Data section:
══════
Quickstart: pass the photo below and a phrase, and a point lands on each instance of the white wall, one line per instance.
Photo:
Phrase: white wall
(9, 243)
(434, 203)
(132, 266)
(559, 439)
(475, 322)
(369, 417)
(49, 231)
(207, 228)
══════
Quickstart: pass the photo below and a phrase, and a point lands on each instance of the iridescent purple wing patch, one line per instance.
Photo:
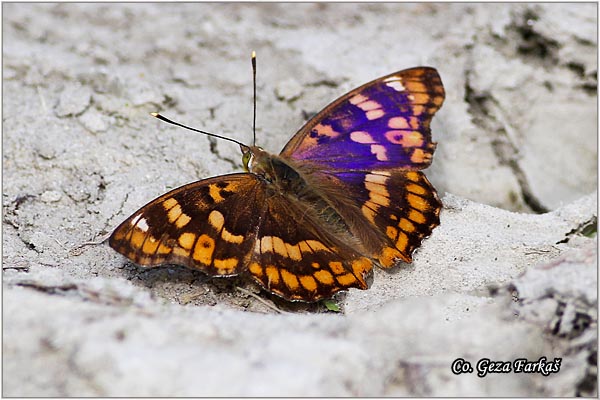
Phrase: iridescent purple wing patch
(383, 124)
══════
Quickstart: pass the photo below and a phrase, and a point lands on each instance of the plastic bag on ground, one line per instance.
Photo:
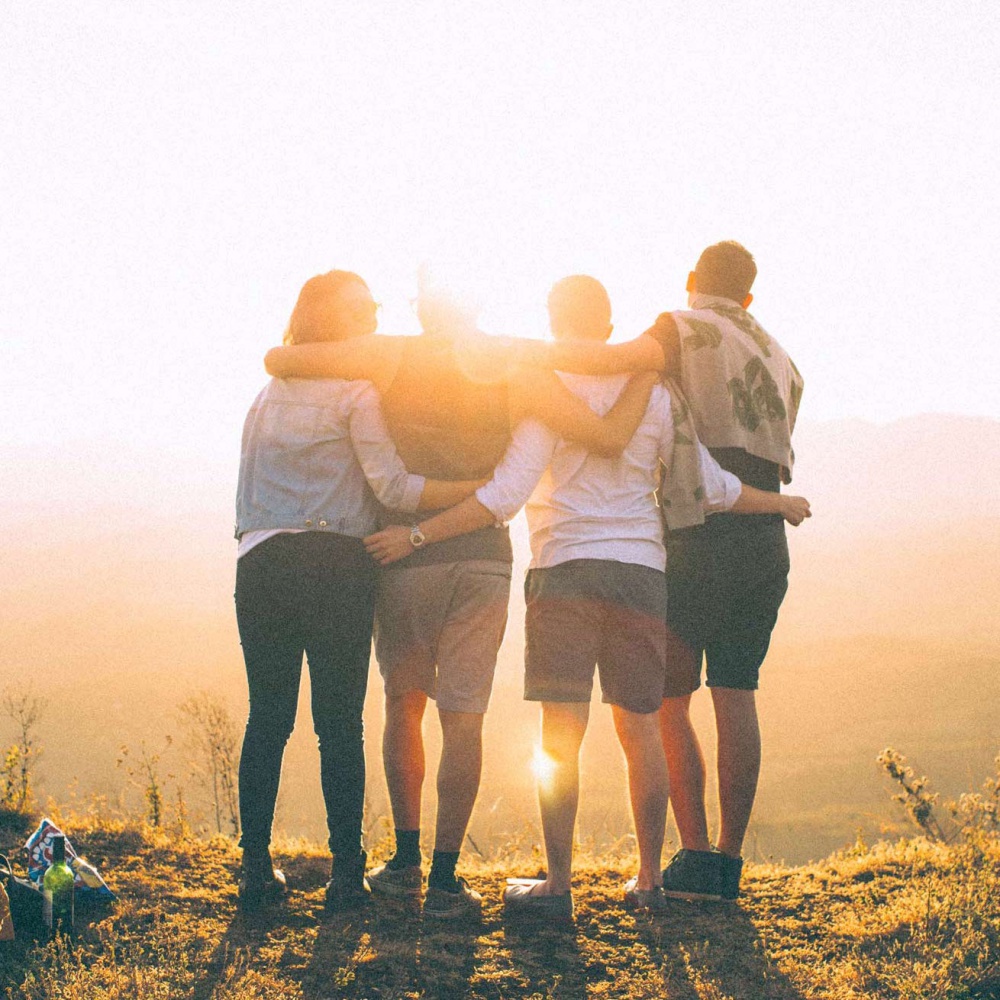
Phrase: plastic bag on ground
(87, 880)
══════
Report how many lines of the material above contain the word "below" in that exact case. Give only the number.

The completed task:
3